> [Matériel de travail]:
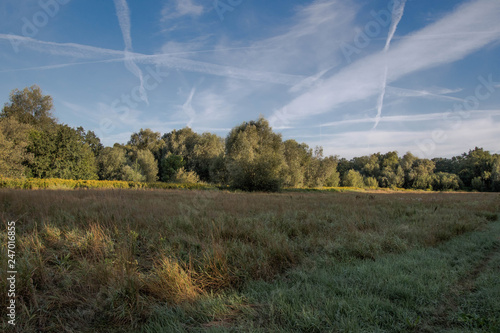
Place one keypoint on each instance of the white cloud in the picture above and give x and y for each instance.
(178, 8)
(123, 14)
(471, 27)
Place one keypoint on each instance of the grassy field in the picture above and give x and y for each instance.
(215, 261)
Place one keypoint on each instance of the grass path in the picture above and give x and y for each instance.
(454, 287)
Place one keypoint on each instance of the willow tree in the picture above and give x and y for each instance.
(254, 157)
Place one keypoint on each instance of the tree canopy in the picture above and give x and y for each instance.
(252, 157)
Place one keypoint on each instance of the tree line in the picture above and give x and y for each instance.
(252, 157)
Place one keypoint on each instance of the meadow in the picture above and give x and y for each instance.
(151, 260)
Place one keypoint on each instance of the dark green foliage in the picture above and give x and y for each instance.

--

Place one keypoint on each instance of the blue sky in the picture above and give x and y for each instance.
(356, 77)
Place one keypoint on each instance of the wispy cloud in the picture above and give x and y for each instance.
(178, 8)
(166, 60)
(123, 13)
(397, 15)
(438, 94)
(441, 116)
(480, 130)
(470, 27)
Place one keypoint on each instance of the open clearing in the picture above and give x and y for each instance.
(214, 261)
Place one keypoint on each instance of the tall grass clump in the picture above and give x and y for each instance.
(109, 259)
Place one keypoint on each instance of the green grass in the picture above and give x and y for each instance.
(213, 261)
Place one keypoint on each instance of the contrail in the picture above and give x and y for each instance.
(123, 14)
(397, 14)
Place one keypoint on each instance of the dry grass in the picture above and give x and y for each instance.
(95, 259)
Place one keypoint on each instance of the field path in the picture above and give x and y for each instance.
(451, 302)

...

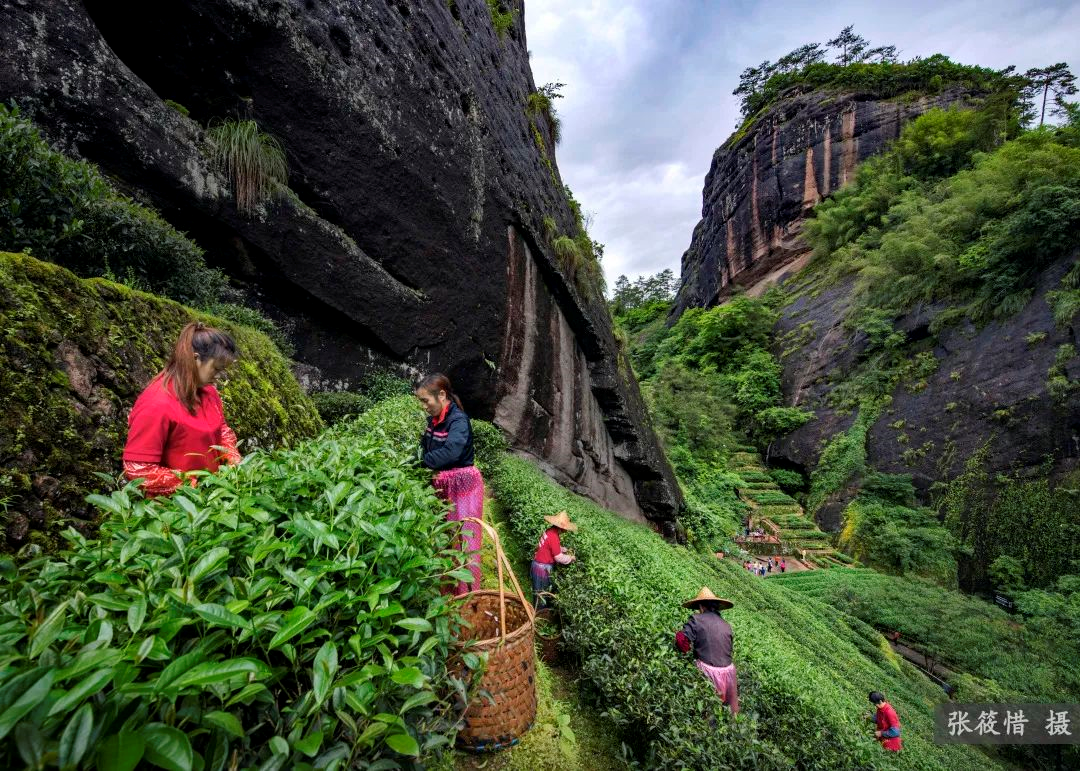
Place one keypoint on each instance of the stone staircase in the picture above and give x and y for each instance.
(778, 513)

> [Consigne]: Repérez dans le matériel ci-dessus chaque ligne où figure la chaîne « tree », en respectant la casse, puis recopiez ces lignes.

> [Corrigé]:
Place one keypoint on each instance of the willow tree in the picture above and give x and y for each instance.
Place one keypoint on each instance of the tree canopy in the picture above and give x and y for each instance.
Place one keypoint on each instance of the tree line in the picture above and give x and y for each instance.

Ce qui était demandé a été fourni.